Surfer must go.
Yesterday, our wonderful friend Jonah Hill made a grand return to the surf consciousness.
Video captured the heir to Miki Dora’s Malibu throne belly sliding a longboard in his kingdom, mistakenly cutting off a 14-year-old boy who was trimming nicely down the line on a particularly glum day. The sort that now haunts Southern California from the beginning of may until the middle of June. The clip would have gone unnoticed if not for the famed Kook of the Day Instagram account, which has been cancelled and forced to operate under the somewhat balky moniker Kook of the Day OG.
“Being the kook of the day can happen to the best of us! Even Jonah Hill!” its mysterious moderator penned. “Seen here snaking @cormaccove maybe Jonah slipped? Or those stupid Ryan Lovelace boards he rides (shrugging man emoji).”
The comments were near universal in praising Hill, calling out Kook of the Day OG for daring insult an icon etc. and both Derek Rielly and I understood why.
You see, about six months ago I got a text from a dear surfer friend reading, “Someone you do not speak highly of reached out and asked for your number. Do you mind if I give it?”
I laughed while wondering who it could possibly be.
The most famous Goggansas from Shire Goggansas, Ashton, already has my number.
So does World Surf League CEO Erik Logan.
The world’s greatest surfer Kelly Slater must have it because I have his and Paul Speaker is no longer, apparently, involved in actively destroying professional surfing.
I somehow landed on it being Mark Price, though I don’t recall why, so you can imagine my surprise when a text popped through reading, “Hey Chas it’s Jonah Hill. I would like the opportunity to chat with you human to human if you’re up for that. No anger nothing. Just truly want to talk. If not, all good.”
But you will certainly recall the wild good times we had with the Academy-nominated star as he discovered surfing. The journey of learning to be funny etc. He was a fixture, here, and though it was all in theoretically light-hearted and literarily valuable, beauty is in the eye of the beholder.
I braced for a thorough tongue lashing not seen since Rip Curl’s Neil Ridgway excoriated me with “I don’t like what is happening here. I don’t like the inaccuracies in what you write. Look, you come to us with your hand out, we put you up in a hotel and you write off the event? That doesn’t seem right to me” and “See I’m wearing a funny hat. Now you can write about that” some fifteen years ago in Portugal.

__DATA SUPPLIED__
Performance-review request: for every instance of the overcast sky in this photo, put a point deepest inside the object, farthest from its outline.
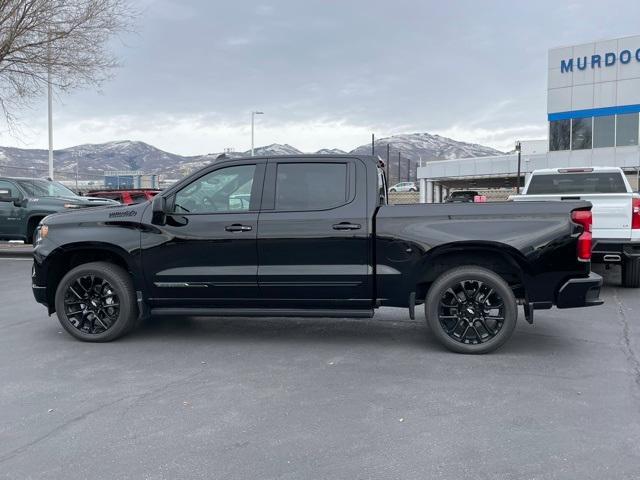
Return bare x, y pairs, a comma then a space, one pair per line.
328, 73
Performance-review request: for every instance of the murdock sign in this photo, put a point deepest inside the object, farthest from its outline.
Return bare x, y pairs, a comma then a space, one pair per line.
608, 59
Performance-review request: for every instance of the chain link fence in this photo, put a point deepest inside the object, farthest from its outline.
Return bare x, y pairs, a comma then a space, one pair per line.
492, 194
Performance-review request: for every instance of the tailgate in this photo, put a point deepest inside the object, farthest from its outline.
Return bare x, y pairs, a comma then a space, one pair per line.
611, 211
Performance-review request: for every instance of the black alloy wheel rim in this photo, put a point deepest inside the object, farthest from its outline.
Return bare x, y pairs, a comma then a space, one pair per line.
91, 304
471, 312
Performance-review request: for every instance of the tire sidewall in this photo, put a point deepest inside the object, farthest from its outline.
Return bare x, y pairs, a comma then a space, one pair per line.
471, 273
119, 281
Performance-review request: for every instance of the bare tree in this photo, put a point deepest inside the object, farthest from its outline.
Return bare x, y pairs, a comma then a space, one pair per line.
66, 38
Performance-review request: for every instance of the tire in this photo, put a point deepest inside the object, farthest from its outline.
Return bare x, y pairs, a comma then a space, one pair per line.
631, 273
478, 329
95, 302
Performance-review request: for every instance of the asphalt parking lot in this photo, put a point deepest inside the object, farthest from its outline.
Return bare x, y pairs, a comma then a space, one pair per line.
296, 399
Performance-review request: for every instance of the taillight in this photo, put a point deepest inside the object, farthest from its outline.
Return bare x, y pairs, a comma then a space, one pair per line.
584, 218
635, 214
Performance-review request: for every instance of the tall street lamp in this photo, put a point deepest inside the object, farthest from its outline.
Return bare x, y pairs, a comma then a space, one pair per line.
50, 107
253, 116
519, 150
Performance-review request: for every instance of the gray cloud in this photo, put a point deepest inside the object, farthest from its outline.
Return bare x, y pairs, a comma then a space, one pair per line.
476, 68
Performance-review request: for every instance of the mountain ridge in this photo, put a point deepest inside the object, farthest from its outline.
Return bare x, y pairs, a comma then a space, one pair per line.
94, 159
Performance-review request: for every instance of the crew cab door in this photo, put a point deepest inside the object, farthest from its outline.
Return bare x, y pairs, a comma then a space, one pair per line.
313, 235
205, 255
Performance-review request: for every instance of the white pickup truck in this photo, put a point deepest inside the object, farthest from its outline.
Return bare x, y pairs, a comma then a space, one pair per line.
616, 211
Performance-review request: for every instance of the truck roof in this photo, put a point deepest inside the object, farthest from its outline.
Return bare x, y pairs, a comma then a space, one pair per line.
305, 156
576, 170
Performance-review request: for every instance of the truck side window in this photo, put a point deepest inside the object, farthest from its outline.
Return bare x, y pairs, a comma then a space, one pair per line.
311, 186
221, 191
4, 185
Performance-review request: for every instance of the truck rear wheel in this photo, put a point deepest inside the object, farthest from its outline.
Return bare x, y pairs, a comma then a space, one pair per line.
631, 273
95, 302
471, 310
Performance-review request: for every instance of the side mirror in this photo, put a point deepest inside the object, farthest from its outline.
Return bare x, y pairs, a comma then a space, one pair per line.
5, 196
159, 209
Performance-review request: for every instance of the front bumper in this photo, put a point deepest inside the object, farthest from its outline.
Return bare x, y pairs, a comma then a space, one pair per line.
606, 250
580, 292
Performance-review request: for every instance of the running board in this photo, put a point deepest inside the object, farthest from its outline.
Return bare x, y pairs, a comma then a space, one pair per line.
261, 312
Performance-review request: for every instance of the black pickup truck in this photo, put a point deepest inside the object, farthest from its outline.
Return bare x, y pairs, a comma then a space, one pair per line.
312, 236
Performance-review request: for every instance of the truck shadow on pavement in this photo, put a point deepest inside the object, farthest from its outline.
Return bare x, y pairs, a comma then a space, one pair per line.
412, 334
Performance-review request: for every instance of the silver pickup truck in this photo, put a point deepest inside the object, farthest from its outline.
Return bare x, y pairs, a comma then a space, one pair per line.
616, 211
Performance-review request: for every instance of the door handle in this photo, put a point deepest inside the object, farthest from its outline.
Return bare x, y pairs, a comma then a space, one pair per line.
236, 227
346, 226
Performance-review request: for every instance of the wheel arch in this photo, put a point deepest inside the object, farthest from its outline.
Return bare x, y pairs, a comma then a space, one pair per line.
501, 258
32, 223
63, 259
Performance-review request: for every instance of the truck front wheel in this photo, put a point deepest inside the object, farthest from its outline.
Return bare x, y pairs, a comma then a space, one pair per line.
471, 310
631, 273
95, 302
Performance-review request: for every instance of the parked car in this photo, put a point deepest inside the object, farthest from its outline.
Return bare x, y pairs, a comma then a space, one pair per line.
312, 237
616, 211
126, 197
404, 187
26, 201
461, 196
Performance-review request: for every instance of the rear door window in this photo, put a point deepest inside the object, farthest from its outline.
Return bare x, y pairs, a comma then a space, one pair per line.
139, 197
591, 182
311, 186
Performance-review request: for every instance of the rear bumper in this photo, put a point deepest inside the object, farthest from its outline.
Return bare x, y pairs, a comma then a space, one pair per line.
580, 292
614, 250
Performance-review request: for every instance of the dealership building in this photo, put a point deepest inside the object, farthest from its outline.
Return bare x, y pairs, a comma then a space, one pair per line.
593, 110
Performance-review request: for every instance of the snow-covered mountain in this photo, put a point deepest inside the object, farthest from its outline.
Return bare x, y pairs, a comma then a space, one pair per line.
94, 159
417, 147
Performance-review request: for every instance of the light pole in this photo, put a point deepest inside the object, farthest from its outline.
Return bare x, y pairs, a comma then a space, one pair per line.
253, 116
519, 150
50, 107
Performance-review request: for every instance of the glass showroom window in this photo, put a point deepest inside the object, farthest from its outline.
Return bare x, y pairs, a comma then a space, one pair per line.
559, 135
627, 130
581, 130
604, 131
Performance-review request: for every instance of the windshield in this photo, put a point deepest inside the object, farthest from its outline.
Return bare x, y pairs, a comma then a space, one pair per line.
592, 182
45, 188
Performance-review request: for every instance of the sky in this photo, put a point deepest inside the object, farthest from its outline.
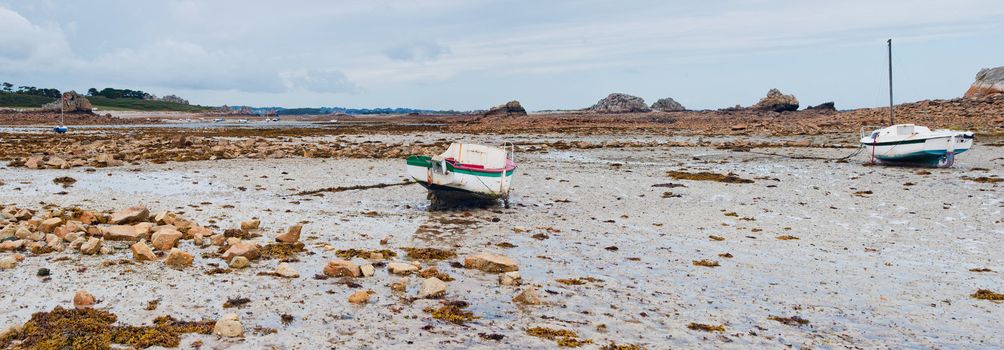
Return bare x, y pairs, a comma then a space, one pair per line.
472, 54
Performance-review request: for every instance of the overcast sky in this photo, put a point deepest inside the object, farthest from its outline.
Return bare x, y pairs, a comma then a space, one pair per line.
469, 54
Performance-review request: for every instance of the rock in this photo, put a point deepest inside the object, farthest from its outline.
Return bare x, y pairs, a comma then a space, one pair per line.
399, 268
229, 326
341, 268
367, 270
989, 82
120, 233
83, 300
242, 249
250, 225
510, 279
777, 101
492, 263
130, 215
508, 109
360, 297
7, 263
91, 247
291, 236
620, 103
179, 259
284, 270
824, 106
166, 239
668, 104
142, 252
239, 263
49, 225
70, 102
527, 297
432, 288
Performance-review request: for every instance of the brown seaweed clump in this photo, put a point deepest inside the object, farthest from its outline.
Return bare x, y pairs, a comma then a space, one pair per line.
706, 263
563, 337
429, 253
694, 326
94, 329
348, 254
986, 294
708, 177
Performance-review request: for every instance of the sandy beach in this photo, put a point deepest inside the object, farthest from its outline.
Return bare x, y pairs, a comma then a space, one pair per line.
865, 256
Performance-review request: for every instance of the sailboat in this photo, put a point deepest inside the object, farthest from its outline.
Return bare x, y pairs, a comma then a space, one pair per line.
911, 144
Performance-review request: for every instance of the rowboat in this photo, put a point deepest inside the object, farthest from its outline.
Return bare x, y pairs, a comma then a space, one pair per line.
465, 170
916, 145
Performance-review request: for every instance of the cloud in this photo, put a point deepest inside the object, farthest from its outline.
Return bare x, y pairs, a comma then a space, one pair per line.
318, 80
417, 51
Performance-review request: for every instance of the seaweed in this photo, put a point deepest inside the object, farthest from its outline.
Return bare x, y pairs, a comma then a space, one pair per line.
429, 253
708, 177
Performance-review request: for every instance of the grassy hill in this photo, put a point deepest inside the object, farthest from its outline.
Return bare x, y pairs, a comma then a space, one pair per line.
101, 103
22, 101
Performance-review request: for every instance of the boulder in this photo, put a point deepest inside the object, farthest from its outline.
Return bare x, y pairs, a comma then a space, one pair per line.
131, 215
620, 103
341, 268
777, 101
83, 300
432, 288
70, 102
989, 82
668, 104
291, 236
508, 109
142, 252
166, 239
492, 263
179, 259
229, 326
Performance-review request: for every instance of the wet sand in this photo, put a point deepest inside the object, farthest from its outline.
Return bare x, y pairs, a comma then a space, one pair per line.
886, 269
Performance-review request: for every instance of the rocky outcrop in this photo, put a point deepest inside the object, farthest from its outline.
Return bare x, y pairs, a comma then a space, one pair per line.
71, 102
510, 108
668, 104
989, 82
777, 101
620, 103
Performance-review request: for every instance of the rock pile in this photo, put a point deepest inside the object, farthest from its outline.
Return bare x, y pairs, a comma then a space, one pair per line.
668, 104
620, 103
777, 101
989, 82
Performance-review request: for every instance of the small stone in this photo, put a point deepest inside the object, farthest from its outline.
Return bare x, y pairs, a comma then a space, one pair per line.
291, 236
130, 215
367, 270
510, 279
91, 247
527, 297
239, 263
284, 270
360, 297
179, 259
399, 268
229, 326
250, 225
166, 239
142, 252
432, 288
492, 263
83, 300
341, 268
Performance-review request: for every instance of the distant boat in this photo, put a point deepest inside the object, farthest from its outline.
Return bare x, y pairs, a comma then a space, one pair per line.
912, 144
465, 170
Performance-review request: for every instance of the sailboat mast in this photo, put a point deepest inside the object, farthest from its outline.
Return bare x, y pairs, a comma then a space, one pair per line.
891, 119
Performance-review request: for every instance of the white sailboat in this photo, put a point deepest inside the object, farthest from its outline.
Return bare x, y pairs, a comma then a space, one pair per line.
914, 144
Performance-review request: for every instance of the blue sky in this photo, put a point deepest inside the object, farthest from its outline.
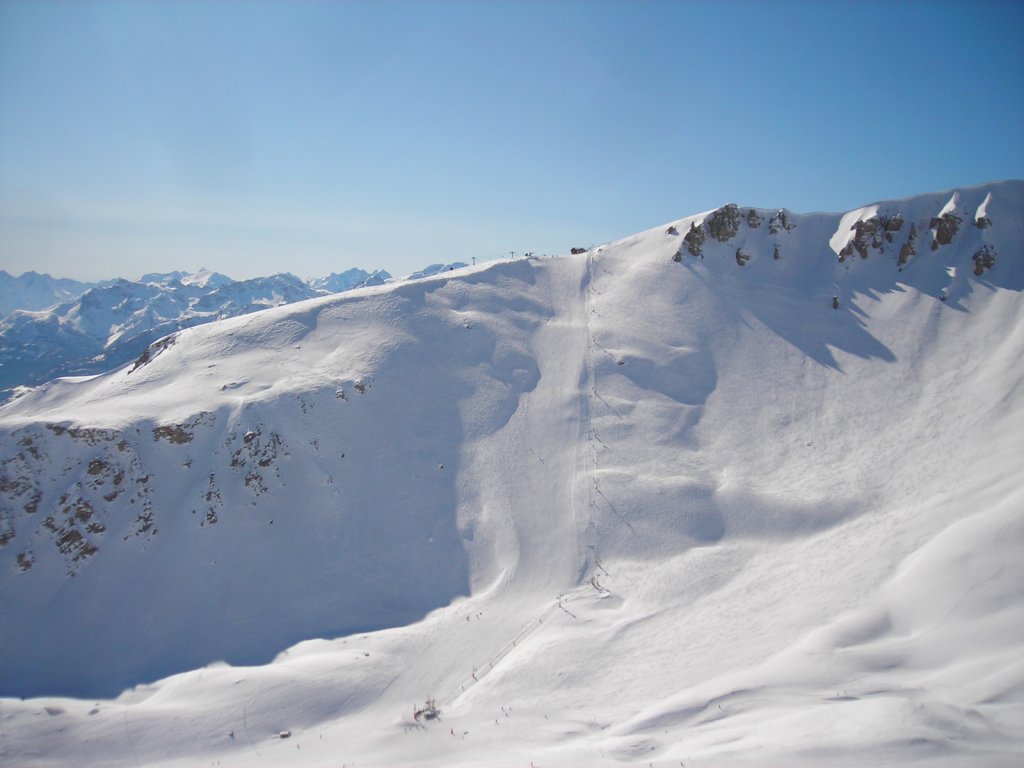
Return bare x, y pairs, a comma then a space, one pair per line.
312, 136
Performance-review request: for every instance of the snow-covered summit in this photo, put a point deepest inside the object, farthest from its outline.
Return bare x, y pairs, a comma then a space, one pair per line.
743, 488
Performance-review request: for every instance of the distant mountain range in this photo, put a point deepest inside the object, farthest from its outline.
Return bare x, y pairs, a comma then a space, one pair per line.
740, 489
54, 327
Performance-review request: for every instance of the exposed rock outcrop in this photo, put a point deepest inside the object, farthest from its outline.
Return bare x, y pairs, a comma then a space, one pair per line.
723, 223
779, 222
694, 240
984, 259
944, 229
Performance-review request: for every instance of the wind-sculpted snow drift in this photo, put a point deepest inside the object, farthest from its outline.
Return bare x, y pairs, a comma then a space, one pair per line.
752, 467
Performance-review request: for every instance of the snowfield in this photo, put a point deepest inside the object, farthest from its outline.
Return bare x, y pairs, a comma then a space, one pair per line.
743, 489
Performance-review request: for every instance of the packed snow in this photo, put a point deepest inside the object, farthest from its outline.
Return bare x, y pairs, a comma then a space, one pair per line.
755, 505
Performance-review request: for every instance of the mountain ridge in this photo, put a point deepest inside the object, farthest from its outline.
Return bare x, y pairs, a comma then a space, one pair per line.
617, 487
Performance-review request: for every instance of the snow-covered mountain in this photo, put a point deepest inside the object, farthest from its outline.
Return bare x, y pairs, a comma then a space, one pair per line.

__THE REQUEST__
Pick up the surf column about Jonah Hill and keep writing from its last sentence. The listing plays no part in this.

__EXPECTED ANSWER__
I did write it, directly, and mentally prepared to write whatever Jonah Hill was going to bark at me too, calling straight away.
“Hi, this is Chas Smith,” I said with that dumb lilt in my voice when trouble is coming and I can’t wait for it (see: Mick Fanning). “You wanted to talk?”
“Thanks so much for calling,” Jonah responded with such genuine warmth as to catch me entirely off guard.
We proceeded to chat for the next 30-plus minutes. He described how he had fallen in love with surfing, truly fallen in love. How he now understood the missteps he had made along the way, putting too much on social media etc. How he respected the history, the core, this BeachGrit community right here who also loves this odd water dance. How he reads, listens, learns. As proof of his devotion, he even deleted his Instagram account because he knew.
He didn’t ask for any changes in how we wrote about him. Understood that it came with the territory. Just wanted me to know that he simply loved surfing and was trying to honor that.
I was absolutely floored.
Later he called Derek and had a 45-plus minute conversation with him too on similar themes though my better half only recounted to me how much he wanted to get off the phone and go surfing.
Thinking back on all the people I’ve infuriated in our bubble during the last two decades, from the aforementioned Ridgway, Fanning, Speaker, Noggins, Slater to Sam George, I couldn’t help but thinking Jonah Hill was the most genuine, the most self-aware. And self-awareness is the key that unlocks the doors of perception and/or surf nirvana and/or core-dom and/or this incorrigible surf journalist’s broken heart.
And/or wait, is it?
Maybe, but in the meantime, zombie website Surfer Magazine continues to embarrass itself by reporting on the Kook of the Day OG post, writing, “a new clip shows Jonah breaking one of surfing’s biggest faux pas” and “Cowabunga, Jonah.”
“Breaking” a “faux pas?”
“Cowabunga?”
Surfer must go.
I shared this story, anyhow, during my weekly chat with David Lee Scales. We also discussed Ben Gravy and how Erik Logan is full on getting fired and/or resigning.
Enjoy.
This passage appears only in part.